> Given problem:
The required output is the exact sequence of lines from the line holding "Place one keypoint per instance of the white sleeve" to the end of the records, inclusive.

• • • • •

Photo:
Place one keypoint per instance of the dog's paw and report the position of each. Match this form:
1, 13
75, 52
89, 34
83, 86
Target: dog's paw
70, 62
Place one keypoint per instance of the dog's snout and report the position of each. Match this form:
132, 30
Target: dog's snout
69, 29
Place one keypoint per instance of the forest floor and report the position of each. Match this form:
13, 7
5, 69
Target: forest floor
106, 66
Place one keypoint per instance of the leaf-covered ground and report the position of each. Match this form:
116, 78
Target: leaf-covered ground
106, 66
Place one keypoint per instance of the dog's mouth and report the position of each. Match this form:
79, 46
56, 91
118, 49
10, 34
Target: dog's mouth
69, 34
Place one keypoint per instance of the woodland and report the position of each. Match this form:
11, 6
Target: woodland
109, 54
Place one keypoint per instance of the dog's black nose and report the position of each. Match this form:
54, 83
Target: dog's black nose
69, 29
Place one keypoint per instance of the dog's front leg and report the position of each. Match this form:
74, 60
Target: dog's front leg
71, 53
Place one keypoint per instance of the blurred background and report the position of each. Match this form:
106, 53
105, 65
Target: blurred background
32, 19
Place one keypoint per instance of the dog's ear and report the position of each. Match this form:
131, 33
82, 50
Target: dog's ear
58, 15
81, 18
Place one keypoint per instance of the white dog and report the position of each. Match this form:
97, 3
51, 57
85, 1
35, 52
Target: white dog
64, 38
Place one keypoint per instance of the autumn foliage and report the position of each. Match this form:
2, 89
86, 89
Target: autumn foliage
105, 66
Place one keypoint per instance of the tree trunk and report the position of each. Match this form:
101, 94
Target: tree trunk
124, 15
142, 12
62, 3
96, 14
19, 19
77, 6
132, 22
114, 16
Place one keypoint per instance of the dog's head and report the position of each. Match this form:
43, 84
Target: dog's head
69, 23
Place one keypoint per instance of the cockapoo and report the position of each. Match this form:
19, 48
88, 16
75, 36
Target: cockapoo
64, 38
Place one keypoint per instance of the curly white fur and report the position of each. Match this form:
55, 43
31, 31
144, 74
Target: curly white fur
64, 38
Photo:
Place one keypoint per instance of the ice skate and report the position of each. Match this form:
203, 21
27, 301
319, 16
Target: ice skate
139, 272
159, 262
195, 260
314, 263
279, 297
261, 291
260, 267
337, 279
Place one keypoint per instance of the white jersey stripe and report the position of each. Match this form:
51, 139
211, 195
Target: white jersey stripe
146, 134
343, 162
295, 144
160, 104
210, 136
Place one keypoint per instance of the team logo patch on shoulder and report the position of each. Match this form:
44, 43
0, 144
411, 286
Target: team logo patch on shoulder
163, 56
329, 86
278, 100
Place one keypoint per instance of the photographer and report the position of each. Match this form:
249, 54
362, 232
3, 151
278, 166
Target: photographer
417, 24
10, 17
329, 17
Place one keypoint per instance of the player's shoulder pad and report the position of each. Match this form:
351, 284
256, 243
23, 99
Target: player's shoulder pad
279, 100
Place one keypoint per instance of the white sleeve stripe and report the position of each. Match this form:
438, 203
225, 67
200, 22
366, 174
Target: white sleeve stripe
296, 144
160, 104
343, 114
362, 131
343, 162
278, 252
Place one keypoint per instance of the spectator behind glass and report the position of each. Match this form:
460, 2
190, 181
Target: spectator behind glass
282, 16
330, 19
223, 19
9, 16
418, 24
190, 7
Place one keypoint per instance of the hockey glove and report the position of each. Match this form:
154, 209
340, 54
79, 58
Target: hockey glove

• • • • •

> Full output:
Place one keypoint per instance of the white sleeve stripe and report the position of each. Match this form:
438, 203
225, 67
200, 22
366, 174
Target: white sleeve stripe
296, 144
160, 104
343, 114
362, 131
343, 162
278, 252
Place one keypoint per instance of the spectator behind glass and report the position of each. Match this form:
460, 2
190, 181
Target: spectator behind glass
282, 16
330, 19
223, 19
9, 16
418, 24
190, 7
Place one keypoint per instance of the hockey glove and report the position of each. Match this form:
154, 209
340, 54
79, 58
Target: hockey glove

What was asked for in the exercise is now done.